Collection entries:

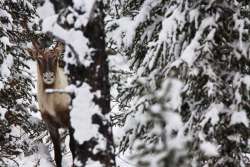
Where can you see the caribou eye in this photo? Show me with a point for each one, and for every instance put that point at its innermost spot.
(40, 60)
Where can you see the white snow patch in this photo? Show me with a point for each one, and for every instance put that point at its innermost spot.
(209, 149)
(73, 38)
(239, 117)
(46, 10)
(6, 66)
(81, 114)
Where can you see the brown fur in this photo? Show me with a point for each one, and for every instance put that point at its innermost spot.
(54, 107)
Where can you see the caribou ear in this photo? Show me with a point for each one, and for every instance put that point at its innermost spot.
(31, 52)
(58, 49)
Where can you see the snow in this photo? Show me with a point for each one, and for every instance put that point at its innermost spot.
(212, 114)
(209, 149)
(46, 10)
(6, 66)
(73, 38)
(189, 55)
(239, 117)
(83, 108)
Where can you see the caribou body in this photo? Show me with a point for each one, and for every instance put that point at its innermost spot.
(54, 107)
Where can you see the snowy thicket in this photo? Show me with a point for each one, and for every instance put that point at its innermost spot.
(19, 131)
(185, 100)
(179, 78)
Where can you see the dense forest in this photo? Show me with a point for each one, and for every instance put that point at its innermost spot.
(151, 83)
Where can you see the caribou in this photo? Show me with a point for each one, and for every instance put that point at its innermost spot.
(54, 107)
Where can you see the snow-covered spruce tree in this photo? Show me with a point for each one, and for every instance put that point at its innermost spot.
(17, 126)
(80, 25)
(188, 101)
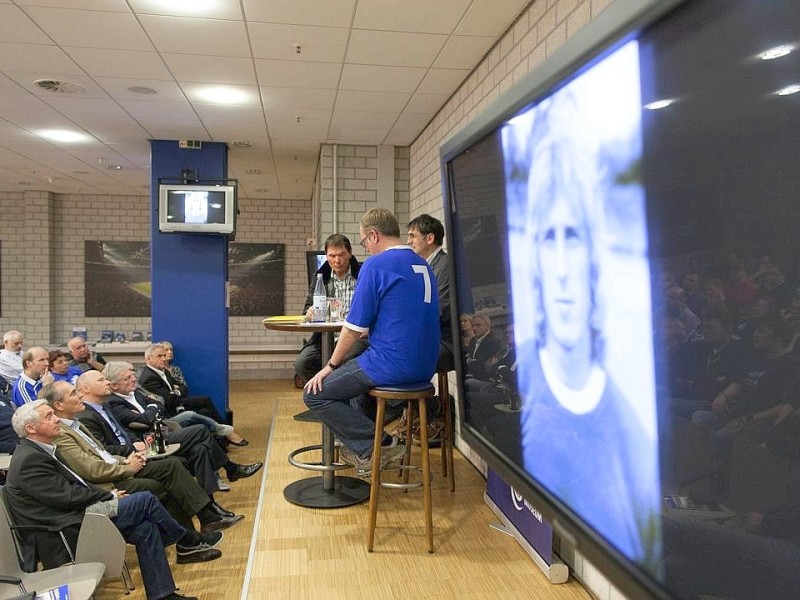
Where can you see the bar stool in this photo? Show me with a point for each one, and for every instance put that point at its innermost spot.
(447, 435)
(415, 395)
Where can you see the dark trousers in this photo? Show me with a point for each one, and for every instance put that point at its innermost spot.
(145, 523)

* Your objective *
If a record contains a picture, drop the picture and repeat the rest exactly.

* Solution for this exercise *
Where can you see the caribou eye in this photo? Show me with a point for each one, and for every instance put that point at its innermost spot.
(40, 60)
Where can you see the white snow patch in this photo? Show me with a point for each one, and for every instance put that point at its innermost spot.
(209, 149)
(73, 38)
(239, 117)
(46, 10)
(6, 66)
(81, 114)
Where can you see the brown fur in this photo? Show me with a point for each one, and for every instance put that point at its innermost spot.
(54, 107)
Where can you see the caribou ear in this photo? Show me with a point for each one, and for every instance put that point at its innermost spot.
(31, 52)
(58, 49)
Where can you see the snow in this photo? Show me with a point for each one, and for every instance put that point at its innermost spot.
(212, 114)
(209, 149)
(46, 10)
(6, 66)
(73, 38)
(189, 55)
(239, 117)
(83, 108)
Where can you see the caribou body in this photo? Show me with a point for each one, and for every instance put that point at its innermost spot.
(54, 107)
Where can you see the snowy thicket in this photo? Show me with a point for each one, and for every instance put that point at its innermost spot.
(19, 131)
(185, 100)
(179, 78)
Where can you see the dense forest in this photo? Show me with a point for each one, and for every instance put that point at its innermost spot.
(151, 83)
Where can you see the caribou in this photo? Show me with a point for each one, and for every instance put that point at its innermost spot.
(54, 107)
Where can you see the snow-covered spruce tree in this photo? Show me with a point for each one, and for every instance put that point at its innermost spot.
(17, 126)
(80, 25)
(188, 101)
Where can you see the bar stool in this photo? Show me with a point for each one, and for every instance put that point at its innermost spot.
(447, 435)
(415, 395)
Where can you see the dark trousers in this photo? Show me with a point for each one, and for every instance put that point at its innermost spot.
(145, 523)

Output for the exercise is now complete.